* EXCERPTED PASSAGE *
BEGIN
Bohls: Texas' Sarkisian did his homework, honed in on the best, not most familiar
- Sarkisian said assembling a staff was like "putting a jigsaw puzzle together."
- Sark didn't know half of his new assistants very well, but heeded Nick Saban's advice.
- Too many Texas head coaches have been doomed by questionable staffs.
Steve Sarkisian is very much his own man.
That much is obvious now, if it wasn’t already.
It became clearer Friday when Sark unveiled his new coaching staff at Texas and revealed he didn’t just roll through his cellphone contacts and bring in all his friends.
Heck, he didn’t even know all that well five of the nine he's just hired.
And that’s a compliment, not a red flag.
“It wasn’t necessarily about hiring people that I knew or that I was close to,” Sarkisian said. “It was about trying to assemble the best staff I could hire. We really did a good job of putting the jigsaw puzzle together.”
END
* DATA SUPPLIED *
BEGIN
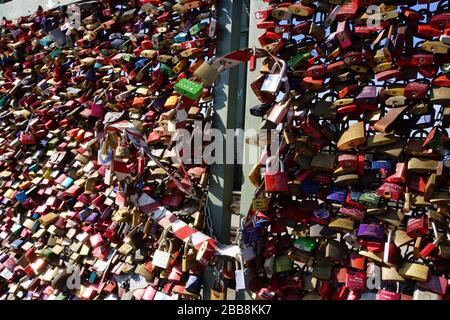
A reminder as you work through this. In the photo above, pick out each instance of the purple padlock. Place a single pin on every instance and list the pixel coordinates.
(371, 232)
(337, 196)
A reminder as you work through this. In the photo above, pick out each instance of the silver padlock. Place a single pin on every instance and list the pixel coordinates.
(161, 258)
(273, 81)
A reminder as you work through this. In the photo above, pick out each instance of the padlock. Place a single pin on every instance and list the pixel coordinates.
(384, 294)
(272, 82)
(189, 257)
(190, 89)
(275, 181)
(161, 257)
(218, 290)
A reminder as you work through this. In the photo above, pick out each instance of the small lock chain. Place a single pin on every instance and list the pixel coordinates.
(209, 226)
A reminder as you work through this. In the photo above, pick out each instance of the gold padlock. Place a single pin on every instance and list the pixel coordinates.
(207, 74)
(352, 137)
END
* USING THE INFORMATION *
**1.** List the three bulleted summary lines that appear under the headline of the column on Sarkisian's Texas coaching staff.
**2.** Please pick up the column on Sarkisian's Texas coaching staff after its final quoted remark and write the next few sentences.

* RESPONSES BY ITEM NUMBER *
**1.**
- Sarkisian said assembling a staff was like "putting a jigsaw puzzle together."
- Sark didn't know half of his new assistants very well, but heeded Nick Saban's advice.
- Too many Texas head coaches have been doomed by questionable staffs.

**2.**
Didn’t really know Stan Drayton or Andre Coleman, the two holdovers from the previous regime, but Sark admitted he admired them from afar. Didn’t know well his new safeties coach, Blake Gideon, the four-year Longhorns starting safety, but had heard buddy Lane Kiffin rave about his bright future.
Wasn’t on a first-name basis with Washington defensive coordinator Pete Kwiatkowski but was impressed with what he did know and respects the hell out of him. Wasn’t close to Terry Joseph either, but really liked what he saw from the Notre Dame secondary coach when they played the Irish in the CFP semis.
Oh, Sark was well aware of all of them and their reputations in the coaching community, and he did extensive research. But he wasn’t locked in to his best friends.
As Nick Saban taught him, “you hire the best people.” Amen to that.
And no one does that better than Saban, who has turned over his entire staff since 2017 and still just won a national championship. He changes assistants the way others do socks, but mostly because they get hired away, as Sark has, adding three off Saban’s staff, not counting himself.
Hiring a staff is a tricky deal. “Intricate process,” Sark called it, and he’s right.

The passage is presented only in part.